» **TASK DETAILS**
Type out every line below exactly as it reads.

» **GIVEN DATA**
----------------------------------------

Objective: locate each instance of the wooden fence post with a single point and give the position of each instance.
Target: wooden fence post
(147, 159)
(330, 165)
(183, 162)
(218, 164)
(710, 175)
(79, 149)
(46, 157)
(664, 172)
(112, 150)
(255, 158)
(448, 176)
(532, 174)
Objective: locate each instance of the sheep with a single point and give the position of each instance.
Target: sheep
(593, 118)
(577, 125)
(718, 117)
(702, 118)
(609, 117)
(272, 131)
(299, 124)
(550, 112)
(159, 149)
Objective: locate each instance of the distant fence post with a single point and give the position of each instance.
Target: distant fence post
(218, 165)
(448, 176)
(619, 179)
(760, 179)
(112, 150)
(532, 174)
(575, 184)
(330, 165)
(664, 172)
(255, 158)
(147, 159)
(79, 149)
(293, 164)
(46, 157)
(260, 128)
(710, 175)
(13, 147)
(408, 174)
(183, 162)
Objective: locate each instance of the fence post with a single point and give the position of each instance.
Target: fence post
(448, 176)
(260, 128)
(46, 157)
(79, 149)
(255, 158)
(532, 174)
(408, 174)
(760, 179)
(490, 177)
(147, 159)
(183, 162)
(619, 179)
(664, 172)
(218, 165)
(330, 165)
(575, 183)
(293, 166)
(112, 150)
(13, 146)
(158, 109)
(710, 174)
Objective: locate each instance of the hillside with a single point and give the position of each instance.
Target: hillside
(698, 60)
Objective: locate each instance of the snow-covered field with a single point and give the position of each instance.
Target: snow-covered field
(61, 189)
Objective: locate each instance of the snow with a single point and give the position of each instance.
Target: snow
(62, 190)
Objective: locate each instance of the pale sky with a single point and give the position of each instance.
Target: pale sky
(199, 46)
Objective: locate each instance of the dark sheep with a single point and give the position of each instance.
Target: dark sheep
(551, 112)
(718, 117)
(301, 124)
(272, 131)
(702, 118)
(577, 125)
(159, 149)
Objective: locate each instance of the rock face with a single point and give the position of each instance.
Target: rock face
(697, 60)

----------------------------------------

» **ANSWER SECTION**
Objective: locate each instance of the wooden fence post with a single point and give the position of each instance.
Target: wooden fence post
(147, 159)
(330, 165)
(183, 162)
(218, 164)
(710, 175)
(79, 149)
(46, 157)
(664, 172)
(112, 150)
(255, 158)
(448, 176)
(532, 174)
Objective: locate each instance of the sheep with a single point and give the position of each instance.
Target: sheep
(593, 118)
(577, 125)
(718, 117)
(702, 118)
(609, 117)
(272, 131)
(299, 124)
(550, 112)
(159, 149)
Objective: locate each instance of the distant fence post with a single point and give the position of each instance.
Target: distant fence post
(218, 165)
(448, 176)
(619, 179)
(760, 179)
(112, 150)
(532, 174)
(575, 184)
(330, 165)
(664, 172)
(255, 158)
(147, 159)
(79, 149)
(293, 164)
(46, 157)
(260, 128)
(710, 175)
(13, 147)
(408, 174)
(183, 162)
Objective: locate each instance of the fence post with a single point and give the position of each instance.
Target: fence post
(448, 176)
(260, 128)
(46, 157)
(79, 149)
(255, 158)
(532, 174)
(408, 174)
(760, 179)
(490, 177)
(147, 159)
(183, 162)
(619, 179)
(664, 172)
(218, 165)
(330, 165)
(575, 183)
(293, 166)
(112, 150)
(13, 146)
(158, 109)
(710, 174)
Objective: locate each instance of the hillside with a single point and give the position of each instance.
Target: hillside
(698, 60)
Objective: locate each instance of the snow-covered field with a single point and give the position of each instance.
Target: snow-covered field
(61, 189)
Objective: locate each instance of the snow with a single point and give the position of each instance.
Target: snow
(62, 190)
Objective: locate each instance of the pale sky with a single point and give the position of each instance.
Target: pale sky
(199, 46)
Objective: locate each instance of the dark sheep with a single point and give the position of each instance.
Target: dark sheep
(551, 112)
(718, 117)
(301, 124)
(272, 131)
(702, 118)
(577, 125)
(159, 149)
Objective: locate each instance of the rock face with a single point and give the position of each instance.
Target: rock face
(697, 60)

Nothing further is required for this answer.